Excerpt to read:
Hi,
I'm planning to sequence bacterial genomes using both Nanopore and Illumina platforms to get nearly complete and accurate genomes. After getting sequence data, I'm going to perform hybrid assembly (e.g. Unicycler) or long-read assembly followed by short-read polishing.
In this case, can I get some advantages by using high accuracy models (e.g. dna_r9.4.1_450bps_hac.cfg) for guppy basecalling? Or, would fast models (e.g. dna_r9.4.1_450bps_fast.cfg) be enough?
I'm testing the speed performance of guppy on my Ubuntu 18.04 machine equipped with GTX1660 (Cuda 10.1), and it seems that fast models are much faster than high accuracy models (>10X).
Thanks.
Thank you for a reply.
I also feel that hac models would be better for downstream analyses. I think I had better spend more time to optimize guppy parameters. Currently, hac model is >10X (GPU) or >20X (CPU) slower than fast model on my machine.
I haven't optimised at all really yet apart from the obvious (CPU only).
I might be wrong as I haven't done comparative analysis of different setups, but we should do more testing.

Work to complete:
- a) Return everything from "Thank you for" down to "on my machine." in the guppy basecalling thread, copied word for word.
- b) Answer these questions from the guppy basecalling thread:
(i) Which program is named as an example of a hybrid assembler?
(ii) What graphics card does the Ubuntu 18.04 machine have?
(iii) On CPU, how much slower than the fast model is the hac model reported to be?
- c) Extend the forum thread about guppy basecalling models for hybrid bacterial genome assembly, beginning after its final post.

Given information:

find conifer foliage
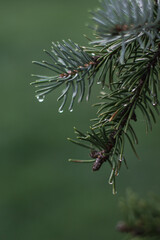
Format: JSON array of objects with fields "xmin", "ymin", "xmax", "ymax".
[{"xmin": 32, "ymin": 0, "xmax": 160, "ymax": 194}]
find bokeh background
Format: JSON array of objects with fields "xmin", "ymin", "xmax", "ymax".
[{"xmin": 0, "ymin": 0, "xmax": 160, "ymax": 240}]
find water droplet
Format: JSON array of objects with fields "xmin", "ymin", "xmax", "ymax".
[
  {"xmin": 152, "ymin": 102, "xmax": 157, "ymax": 106},
  {"xmin": 36, "ymin": 95, "xmax": 45, "ymax": 102},
  {"xmin": 132, "ymin": 88, "xmax": 137, "ymax": 92},
  {"xmin": 113, "ymin": 189, "xmax": 117, "ymax": 195},
  {"xmin": 58, "ymin": 108, "xmax": 63, "ymax": 113},
  {"xmin": 108, "ymin": 181, "xmax": 113, "ymax": 185}
]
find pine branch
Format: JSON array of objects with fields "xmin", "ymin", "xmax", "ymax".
[
  {"xmin": 31, "ymin": 40, "xmax": 98, "ymax": 113},
  {"xmin": 32, "ymin": 0, "xmax": 160, "ymax": 194}
]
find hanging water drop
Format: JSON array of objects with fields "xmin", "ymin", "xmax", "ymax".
[
  {"xmin": 152, "ymin": 101, "xmax": 157, "ymax": 106},
  {"xmin": 36, "ymin": 95, "xmax": 45, "ymax": 102},
  {"xmin": 58, "ymin": 108, "xmax": 63, "ymax": 113}
]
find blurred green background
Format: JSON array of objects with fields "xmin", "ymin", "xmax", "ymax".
[{"xmin": 0, "ymin": 0, "xmax": 160, "ymax": 240}]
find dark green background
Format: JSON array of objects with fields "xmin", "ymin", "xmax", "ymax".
[{"xmin": 0, "ymin": 0, "xmax": 160, "ymax": 240}]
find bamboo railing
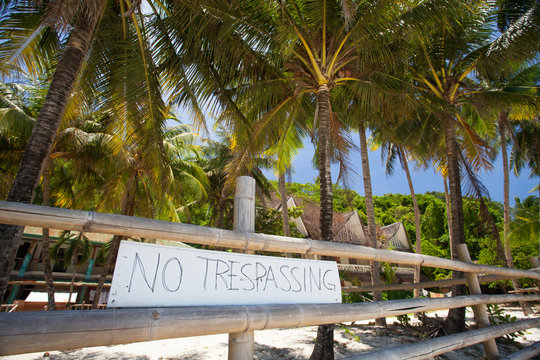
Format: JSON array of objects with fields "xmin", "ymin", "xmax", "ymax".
[{"xmin": 0, "ymin": 179, "xmax": 540, "ymax": 360}]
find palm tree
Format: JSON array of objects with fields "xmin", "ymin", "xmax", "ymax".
[
  {"xmin": 358, "ymin": 121, "xmax": 386, "ymax": 326},
  {"xmin": 392, "ymin": 3, "xmax": 535, "ymax": 331},
  {"xmin": 0, "ymin": 0, "xmax": 106, "ymax": 298},
  {"xmin": 375, "ymin": 132, "xmax": 422, "ymax": 298},
  {"xmin": 158, "ymin": 0, "xmax": 474, "ymax": 359}
]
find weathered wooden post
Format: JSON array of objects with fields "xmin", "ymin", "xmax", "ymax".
[
  {"xmin": 529, "ymin": 256, "xmax": 540, "ymax": 294},
  {"xmin": 458, "ymin": 244, "xmax": 499, "ymax": 360},
  {"xmin": 229, "ymin": 176, "xmax": 255, "ymax": 360}
]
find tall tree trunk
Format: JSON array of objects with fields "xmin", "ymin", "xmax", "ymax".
[
  {"xmin": 498, "ymin": 114, "xmax": 533, "ymax": 315},
  {"xmin": 92, "ymin": 174, "xmax": 137, "ymax": 309},
  {"xmin": 279, "ymin": 172, "xmax": 291, "ymax": 236},
  {"xmin": 41, "ymin": 159, "xmax": 56, "ymax": 310},
  {"xmin": 309, "ymin": 84, "xmax": 334, "ymax": 360},
  {"xmin": 0, "ymin": 0, "xmax": 106, "ymax": 299},
  {"xmin": 358, "ymin": 121, "xmax": 386, "ymax": 326},
  {"xmin": 398, "ymin": 146, "xmax": 422, "ymax": 298},
  {"xmin": 66, "ymin": 254, "xmax": 77, "ymax": 309},
  {"xmin": 499, "ymin": 111, "xmax": 514, "ymax": 268},
  {"xmin": 443, "ymin": 176, "xmax": 452, "ymax": 249},
  {"xmin": 214, "ymin": 189, "xmax": 227, "ymax": 229},
  {"xmin": 444, "ymin": 119, "xmax": 465, "ymax": 333}
]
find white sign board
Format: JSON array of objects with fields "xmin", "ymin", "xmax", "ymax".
[{"xmin": 107, "ymin": 241, "xmax": 341, "ymax": 307}]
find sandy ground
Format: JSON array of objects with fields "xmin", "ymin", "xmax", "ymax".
[{"xmin": 0, "ymin": 307, "xmax": 540, "ymax": 360}]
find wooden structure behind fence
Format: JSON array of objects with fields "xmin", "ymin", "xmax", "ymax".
[{"xmin": 0, "ymin": 177, "xmax": 540, "ymax": 360}]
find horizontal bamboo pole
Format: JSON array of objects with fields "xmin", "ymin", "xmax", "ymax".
[
  {"xmin": 501, "ymin": 341, "xmax": 540, "ymax": 360},
  {"xmin": 0, "ymin": 201, "xmax": 540, "ymax": 280},
  {"xmin": 341, "ymin": 275, "xmax": 510, "ymax": 292},
  {"xmin": 346, "ymin": 318, "xmax": 540, "ymax": 360},
  {"xmin": 0, "ymin": 295, "xmax": 540, "ymax": 355}
]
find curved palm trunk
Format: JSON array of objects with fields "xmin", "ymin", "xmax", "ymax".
[
  {"xmin": 499, "ymin": 112, "xmax": 514, "ymax": 267},
  {"xmin": 0, "ymin": 0, "xmax": 106, "ymax": 299},
  {"xmin": 358, "ymin": 121, "xmax": 386, "ymax": 326},
  {"xmin": 443, "ymin": 176, "xmax": 452, "ymax": 246},
  {"xmin": 494, "ymin": 115, "xmax": 533, "ymax": 315},
  {"xmin": 41, "ymin": 160, "xmax": 56, "ymax": 310},
  {"xmin": 279, "ymin": 173, "xmax": 291, "ymax": 236},
  {"xmin": 398, "ymin": 147, "xmax": 422, "ymax": 298},
  {"xmin": 444, "ymin": 119, "xmax": 465, "ymax": 333},
  {"xmin": 309, "ymin": 84, "xmax": 334, "ymax": 360}
]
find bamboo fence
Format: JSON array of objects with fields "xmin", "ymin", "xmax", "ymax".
[{"xmin": 0, "ymin": 183, "xmax": 540, "ymax": 360}]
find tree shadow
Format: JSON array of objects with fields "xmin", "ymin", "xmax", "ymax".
[{"xmin": 253, "ymin": 343, "xmax": 307, "ymax": 360}]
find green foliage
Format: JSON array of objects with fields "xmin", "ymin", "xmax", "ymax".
[
  {"xmin": 487, "ymin": 304, "xmax": 525, "ymax": 342},
  {"xmin": 397, "ymin": 314, "xmax": 411, "ymax": 326},
  {"xmin": 255, "ymin": 207, "xmax": 303, "ymax": 238}
]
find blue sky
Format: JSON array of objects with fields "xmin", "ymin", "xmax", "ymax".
[{"xmin": 267, "ymin": 136, "xmax": 538, "ymax": 206}]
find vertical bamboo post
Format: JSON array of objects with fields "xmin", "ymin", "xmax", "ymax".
[
  {"xmin": 229, "ymin": 176, "xmax": 255, "ymax": 360},
  {"xmin": 457, "ymin": 244, "xmax": 499, "ymax": 360}
]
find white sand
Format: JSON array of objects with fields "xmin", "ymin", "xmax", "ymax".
[{"xmin": 0, "ymin": 307, "xmax": 540, "ymax": 360}]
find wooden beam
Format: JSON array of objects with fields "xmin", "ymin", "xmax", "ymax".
[
  {"xmin": 501, "ymin": 341, "xmax": 540, "ymax": 360},
  {"xmin": 457, "ymin": 244, "xmax": 499, "ymax": 360},
  {"xmin": 0, "ymin": 201, "xmax": 540, "ymax": 280},
  {"xmin": 341, "ymin": 275, "xmax": 509, "ymax": 292},
  {"xmin": 228, "ymin": 176, "xmax": 255, "ymax": 360},
  {"xmin": 346, "ymin": 318, "xmax": 540, "ymax": 360},
  {"xmin": 0, "ymin": 295, "xmax": 540, "ymax": 355}
]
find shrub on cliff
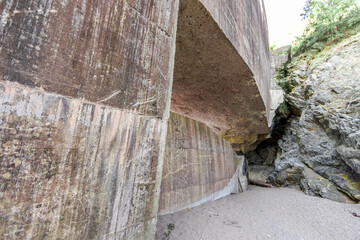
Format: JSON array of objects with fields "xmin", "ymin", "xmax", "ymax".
[{"xmin": 294, "ymin": 0, "xmax": 360, "ymax": 55}]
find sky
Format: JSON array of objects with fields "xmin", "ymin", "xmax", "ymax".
[{"xmin": 264, "ymin": 0, "xmax": 306, "ymax": 48}]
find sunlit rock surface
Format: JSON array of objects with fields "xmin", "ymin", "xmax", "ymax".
[{"xmin": 0, "ymin": 0, "xmax": 270, "ymax": 239}]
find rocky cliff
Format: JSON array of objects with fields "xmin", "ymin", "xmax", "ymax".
[{"xmin": 247, "ymin": 34, "xmax": 360, "ymax": 202}]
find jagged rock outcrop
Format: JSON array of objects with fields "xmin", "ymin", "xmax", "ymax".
[{"xmin": 249, "ymin": 34, "xmax": 360, "ymax": 202}]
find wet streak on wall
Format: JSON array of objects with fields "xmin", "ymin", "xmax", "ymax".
[
  {"xmin": 0, "ymin": 0, "xmax": 178, "ymax": 239},
  {"xmin": 0, "ymin": 83, "xmax": 167, "ymax": 239},
  {"xmin": 159, "ymin": 113, "xmax": 238, "ymax": 214},
  {"xmin": 0, "ymin": 0, "xmax": 178, "ymax": 117},
  {"xmin": 200, "ymin": 0, "xmax": 271, "ymax": 117}
]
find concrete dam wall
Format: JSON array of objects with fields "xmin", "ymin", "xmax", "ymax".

Answers to the exercise:
- a)
Thank you for a reply.
I also feel that hac models would be better for downstream analyses. I think I had better spend more time to optimize guppy parameters. Currently, hac model is >10X (GPU) or >20X (CPU) slower than fast model on my machine.

- b)
(i) Unicycler
(ii) A GTX1660 (CUDA 10.1)
(iii) More than 20 times slower

- c)
I split the fast5 files into groups of 5 per subdir, then submit each folder to a slurm cluster. I specify 10 slurm threads but set $cpus in the code below to 8.
The code is at https://github.com/colindaven/guppy_on_slurm
If you can optimize further please let me know.
I've been trying to optimize several parameters for guppy.
Until now, the setting below was the fastest for GPU, but the speed improvement was just ~20-25% compared to default.
$ guppy_basecaller -i /fast5 -s /guppy -c dna_r9.4.1_450bps_hac.cfg -x "cuda:0" --gpu_runners_per_device 4 --num_callers 4 --chunks_per_runner 2048
I haven't tried different settings for CPU, because GPU with default was a little bit faster than CPU even when I used 72 threads (among 80 threads available from dual Xeon Gold 6230). Unfortunately, I have no access to a cluster.